▸ What to produce: An exact copy of every entry is needed, with no images.

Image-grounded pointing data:
----

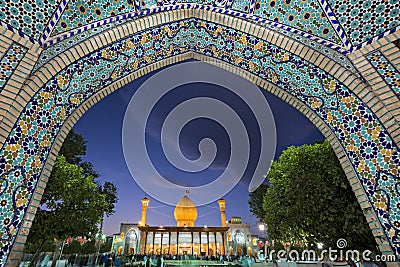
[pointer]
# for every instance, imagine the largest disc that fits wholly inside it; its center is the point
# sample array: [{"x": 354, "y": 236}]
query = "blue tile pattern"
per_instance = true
[{"x": 374, "y": 155}]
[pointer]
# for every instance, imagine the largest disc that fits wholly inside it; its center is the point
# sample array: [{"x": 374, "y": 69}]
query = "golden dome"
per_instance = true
[{"x": 185, "y": 212}]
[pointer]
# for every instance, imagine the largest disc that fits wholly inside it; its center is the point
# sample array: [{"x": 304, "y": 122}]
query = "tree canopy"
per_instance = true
[
  {"x": 73, "y": 203},
  {"x": 310, "y": 200}
]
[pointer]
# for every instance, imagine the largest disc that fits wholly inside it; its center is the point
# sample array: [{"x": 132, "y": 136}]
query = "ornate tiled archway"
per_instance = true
[{"x": 348, "y": 85}]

----

▸ Completed exercise:
[pointer]
# for every instance, imagine the largest disc that fits wholly inside it; its center is the point
# sample array: [{"x": 354, "y": 236}]
query = "blue tile pattern"
per_instance = true
[{"x": 374, "y": 155}]
[pointer]
# for every instance, imagine the largest disc that fits wholly inside it; its center is the point
# sample array: [{"x": 374, "y": 69}]
query = "golden dome"
per_instance = true
[{"x": 185, "y": 212}]
[pointer]
# for every instance, imagine the largest disc that fits wholly inside it; its center is the point
# sample array: [{"x": 304, "y": 122}]
query = "tree canopy"
per_instance = true
[
  {"x": 73, "y": 203},
  {"x": 310, "y": 200}
]
[pointer]
# for every instance, imagine the largest disc that fits wholly inside it; its center is the point
# sample array: [{"x": 132, "y": 136}]
query = "ornate tiled archway"
per_instance = true
[{"x": 348, "y": 85}]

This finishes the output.